Riverhead man’s a waiter by day, but an artist at heart

by Jennifer Gustavson

For Riverhead expressionist artist Thomas McSwane, art is more than just painting a landscape as it appears to the naked eye.

His watercolor technique involves adding the feeling he gets when looking at North Fork landscapes — including its energy and hidden colors and patterns.

The husband and father of four children said he has projected those meditative feelings into his art for the past 43 years by adding an array of bold, swirling colors to his landscape pieces. Mr. McSwane describes the method as “Landscape-Inscape,” which is also the title of his latest art exhibit at the Jedediah Hawkins Inn Art Barn in Jamesport.

“The idea of inscape is a philosophical thought from the Middle Ages that also has to do with poetry,” he said. “The idea is about the beauty of the creative world around us and how it’s more than just what you see.”

Originally from the Los Angels area, Mr. McSwane earned a Bachelor of Fine Arts from San Diego State University and studied art history and art criticism at Stony Brook University’s masters program under renowned artist Donald Kuspit.

Over the course of his art career, Mr. McSwane has showcased his work in a variety of art galleries, including in Greenport and Riverhead, as well as in St. Peter’s Church in midtown Manhattan. While painting and raising his children, Dillon, 17, Josie, 21, Jessie, 27, and Dustin, 30, Mr. McSwane has also worked as a host and waiter at Tweed’s Restaurant and Buffalo Bar since it opened in downtown Riverhead.

“I’ve been painting for so many years and through raising and supporting a family, there has always been my art,” Mr. McSwane said.

■ WHAT YOU NEED TO DO
Write out the passage of the article on the Riverhead artist between "His watercolor technique" and "Barn in Jamesport.", inclusive. The records that come next are material separate from the article above.

■ EXTRACTED DATA
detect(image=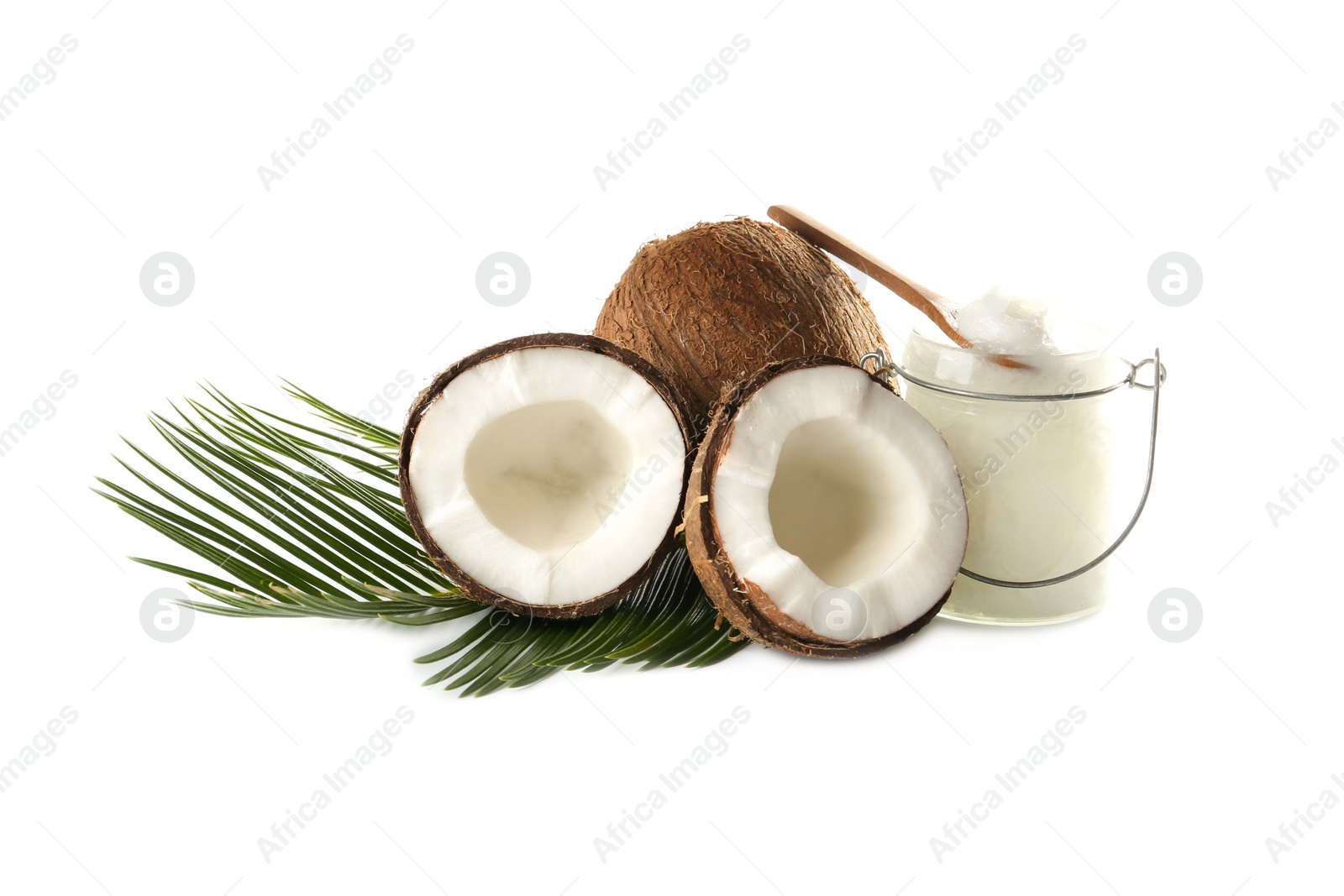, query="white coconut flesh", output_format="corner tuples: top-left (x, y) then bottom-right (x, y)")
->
(410, 345), (687, 605)
(714, 365), (966, 641)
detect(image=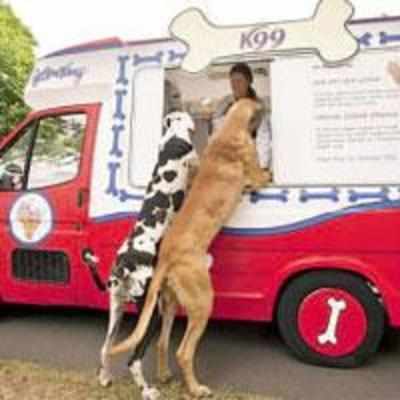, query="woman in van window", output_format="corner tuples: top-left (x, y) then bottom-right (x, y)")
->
(213, 62), (272, 169)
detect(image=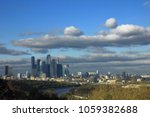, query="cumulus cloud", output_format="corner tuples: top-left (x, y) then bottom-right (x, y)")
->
(64, 26), (83, 36)
(0, 44), (30, 55)
(12, 24), (150, 49)
(143, 1), (150, 8)
(105, 18), (117, 28)
(19, 31), (46, 36)
(31, 48), (49, 54)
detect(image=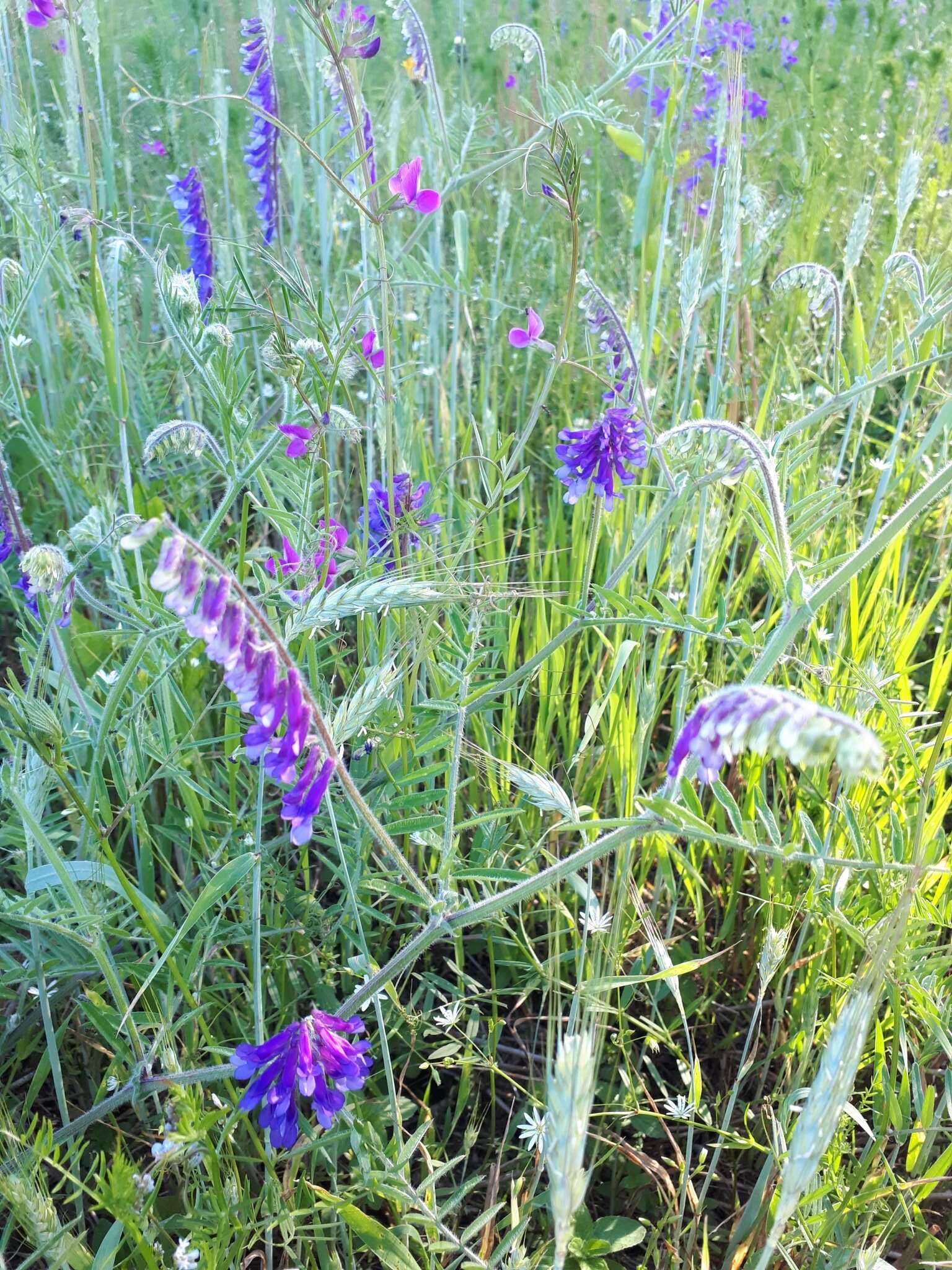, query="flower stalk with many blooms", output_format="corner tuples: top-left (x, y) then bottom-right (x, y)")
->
(121, 520), (433, 904)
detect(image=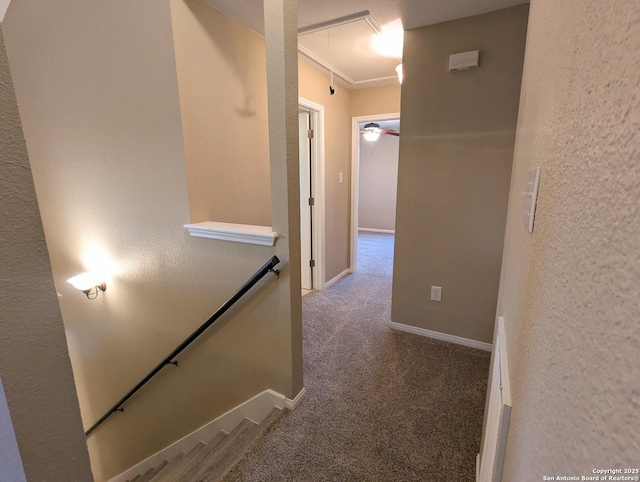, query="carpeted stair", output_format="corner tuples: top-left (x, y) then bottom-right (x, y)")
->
(129, 408), (281, 482)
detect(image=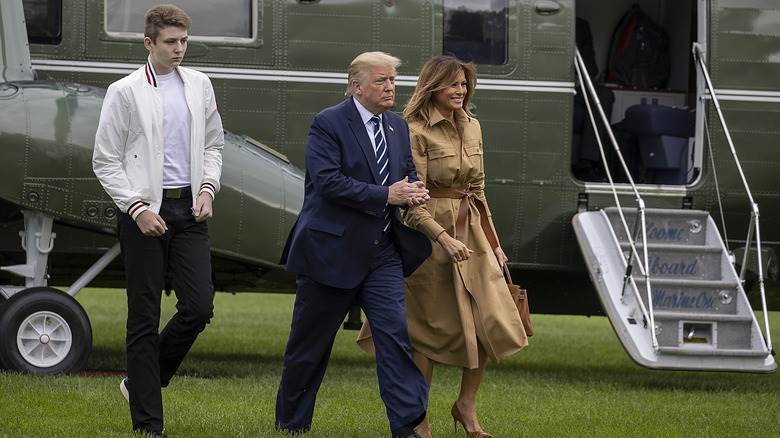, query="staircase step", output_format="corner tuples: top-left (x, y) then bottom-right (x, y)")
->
(604, 207), (708, 245)
(620, 242), (722, 255)
(653, 310), (753, 322)
(643, 279), (740, 315)
(620, 243), (723, 281)
(658, 347), (770, 357)
(650, 277), (739, 289)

■ RESULT FOR THIS TASK
His watercolor technique involves adding the feeling he gets when looking at North Fork landscapes — including its energy and hidden colors and patterns.

The husband and father of four children said he has projected those meditative feelings into his art for the past 43 years by adding an array of bold, swirling colors to his landscape pieces. Mr. McSwane describes the method as “Landscape-Inscape,” which is also the title of his latest art exhibit at the Jedediah Hawkins Inn Art Barn in Jamesport.